### REQUIRED WORK
Reproduce the whole listing exactly.

### DATASET CONTENT
┄┄┄┄┄┄┄┄┄┄

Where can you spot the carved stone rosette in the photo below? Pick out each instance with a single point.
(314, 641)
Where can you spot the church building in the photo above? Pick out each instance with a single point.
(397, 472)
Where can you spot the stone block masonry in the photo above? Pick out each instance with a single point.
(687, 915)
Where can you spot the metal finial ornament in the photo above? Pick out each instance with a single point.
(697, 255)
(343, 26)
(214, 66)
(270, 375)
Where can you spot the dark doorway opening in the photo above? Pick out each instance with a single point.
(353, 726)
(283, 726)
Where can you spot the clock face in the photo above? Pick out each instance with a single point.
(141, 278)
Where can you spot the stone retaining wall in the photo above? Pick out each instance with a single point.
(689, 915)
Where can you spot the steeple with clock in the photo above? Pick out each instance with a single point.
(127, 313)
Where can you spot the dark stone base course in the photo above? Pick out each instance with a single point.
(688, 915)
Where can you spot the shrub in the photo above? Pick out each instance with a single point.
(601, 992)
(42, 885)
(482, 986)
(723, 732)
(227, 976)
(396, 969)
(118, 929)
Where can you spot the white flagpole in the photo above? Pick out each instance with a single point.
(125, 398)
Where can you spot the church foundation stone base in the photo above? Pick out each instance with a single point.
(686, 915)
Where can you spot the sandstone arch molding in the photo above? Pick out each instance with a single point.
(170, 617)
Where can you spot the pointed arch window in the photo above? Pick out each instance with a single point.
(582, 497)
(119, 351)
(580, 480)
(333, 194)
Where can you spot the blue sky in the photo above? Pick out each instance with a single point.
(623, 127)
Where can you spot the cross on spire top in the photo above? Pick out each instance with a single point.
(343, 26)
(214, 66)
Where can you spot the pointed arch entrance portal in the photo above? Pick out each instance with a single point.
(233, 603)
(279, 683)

┄┄┄┄┄┄┄┄┄┄

### TASK ANSWER
Where can you spot the carved stone rosette in the photo below? Pick out each instance with a single point.
(314, 641)
Where can you spot the church building in the photo above? Pick out each instance with a single point.
(397, 472)
Where can you spot the stone block masonry in the photo above? Pick out each instance with a single point.
(687, 915)
Where can you spot the metal finial ornament in the photo above? Pick out each instance with a single point.
(697, 255)
(343, 26)
(214, 66)
(270, 375)
Where can you spot the dark doorway opening in the photo above? Pick out each instance with a single point.
(353, 726)
(283, 726)
Where can you spot the clock face in the photo above? Pick out each instance with a single point.
(141, 278)
Where can you spot the stone retaining wall in the photo above? Pick out each instance with a single point.
(689, 915)
Where can you spot the steeple with clock in the photo above? Pick out each instance with a single point.
(127, 313)
Where can you spot the dark stone base course in the photo above? Pick out each instance with a single point.
(688, 915)
Where can you spot the shrub in the photo above? Pick out each instance with a single point.
(601, 992)
(42, 885)
(482, 986)
(723, 732)
(227, 976)
(396, 969)
(118, 929)
Where can you spot the white flagpole in the photo above? Pick out each instance with a single point.
(125, 398)
Where can you spot the church foundation stone base in the photo above? Pick out each instance with a single point.
(686, 915)
Where can you spot the sandstone arch molding in the photo above? Pick out each instance with a single point.
(170, 617)
Where can you spot the pointed arch window in the photo above? Pick out each instance with a single point.
(582, 497)
(119, 351)
(580, 480)
(333, 194)
Where can you spot the blue sky in the photo above? Pick out each instance with a single point.
(623, 127)
Where can you spot the cross on spire top in the photo above? Pick out each instance with a single point.
(343, 26)
(214, 66)
Where can you spot the pointed arch entrance portal in the photo above? Pick out each instance with a single point.
(233, 603)
(279, 683)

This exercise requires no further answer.